Hitting terrorist groups where it hurts now means more than using guns and missiles.

Shurat HaDin-Israel Law Center uses U.S. anti-terror law to go after those who aid terrorist groups, knowingly or unknowingly.

The Israel Law Center's motto is "Bankrupting terrorism--one lawsuit at a time."

You might wonder how you sue a terror group.

It's not easy.

What the Israel Law Center finds more effective is to sue banks, insurance companies, corporations, even countries that knowingly or unknowingly work with terror groups.

For instance, it could be a bank that holds an account that's used to fund a terrorist group, or even an insurance company that might insure a ship a terror group uses.

Leonard Hammer is with the Israel Law Center, and is a visiting professor at the University of Arizona.

"Our notion is if we go and sue enough organizations, corporations, states that are sponsoring terror or that are supporting terror, or I might even add, they might not even be aware that they're sponsoring terror or that they're providing assistance to an organization--I'll give you an example in a second--then that would cut off the head, if you will, of the terror groups. They would not be able to operate efficiently," Hammer says.

The example to which Hammer referred was Australia which, he says, was unwittingly giving money to a terror group it thought was a legitimate non-profit organization.

Hammer says the Israel Law Center alerted Australia to the situation.

The center sues on behalf of terrorism victims.

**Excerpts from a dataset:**
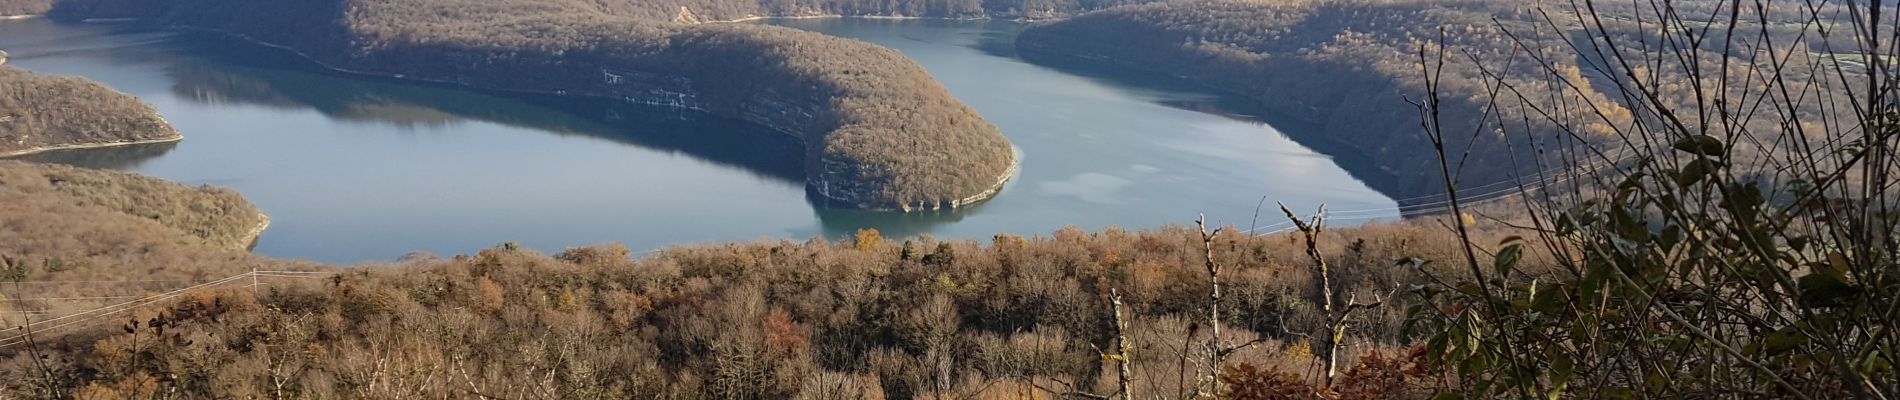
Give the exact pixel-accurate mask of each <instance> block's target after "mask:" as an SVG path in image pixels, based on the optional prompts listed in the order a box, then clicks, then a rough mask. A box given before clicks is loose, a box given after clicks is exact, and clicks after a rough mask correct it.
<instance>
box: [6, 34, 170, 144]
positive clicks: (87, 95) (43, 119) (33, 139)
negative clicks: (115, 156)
mask: <svg viewBox="0 0 1900 400" xmlns="http://www.w3.org/2000/svg"><path fill="white" fill-rule="evenodd" d="M0 59H4V53H0ZM179 138H180V136H179V131H173V129H171V125H169V123H165V119H163V118H160V116H158V112H156V110H152V106H148V104H144V102H139V99H133V97H129V95H125V93H118V91H112V89H108V87H104V85H101V83H97V82H89V80H82V78H66V76H47V74H34V72H27V70H19V68H11V66H4V64H0V155H17V154H32V152H44V150H55V148H84V146H112V144H129V142H161V140H179Z"/></svg>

**TASK LIST:**
- a) In the text about the Israel Law Center, rewrite the section from "Leonard Hammer is" to "legitimate non-profit organization.", changing "organizations" to "entities".
- b) Answer these questions using the text about the Israel Law Center:
(i) What is the Israel Law Center's motto?
(ii) At which university is Leonard Hammer a visiting professor?
(iii) On whose behalf does the center sue?
- c) Pick up the text about the Israel Law Center after its final sentence and keep writing.

**ANSWERS:**
- a)
Leonard Hammer is with the Israel Law Center, and is a visiting professor at the University of Arizona.

"Our notion is if we go and sue enough entities, corporations, states that are sponsoring terror or that are supporting terror, or I might even add, they might not even be aware that they're sponsoring terror or that they're providing assistance to an organization--I'll give you an example in a second--then that would cut off the head, if you will, of the terror groups. They would not be able to operate efficiently," Hammer says.

The example to which Hammer referred was Australia which, he says, was unwittingly giving money to a terror group it thought was a legitimate non-profit organization.

- b)
(i) "Bankrupting terrorism--one lawsuit at a time."
(ii) The University of Arizona.
(iii) Terrorism victims.

- c)
Hammer says even an organization like Al Qaeda is vulnerable if a lawsuit against a bank, for instance, keeps the group from accessing its money or being able to transfer money from one country to another.

"And if we file enough lawsuits and we freeze enough funding--which we have been doing--then at the very least, corporations and those sponsoring terror will think to themselves and say, 'hmm, maybe we shouldn't, maybe we shouldn't have these fundings flow through our accounts'--even though they might be millions and millions and millions of dollars--because they're going to be subject to liability," Hammer says.

Hammer says the threat of civil or criminal lawsuits has narrowed the number of businesses and other organizations that might want to have anything to do with a suspected terrorist group.

He says the center has won almost $1.5 billion in judgments against terror organizations or third parties that are associated with them.

Of that money, he says $600 million in terror group assets have been frozen, and the center has collected more than $150 on behalf of terror victims.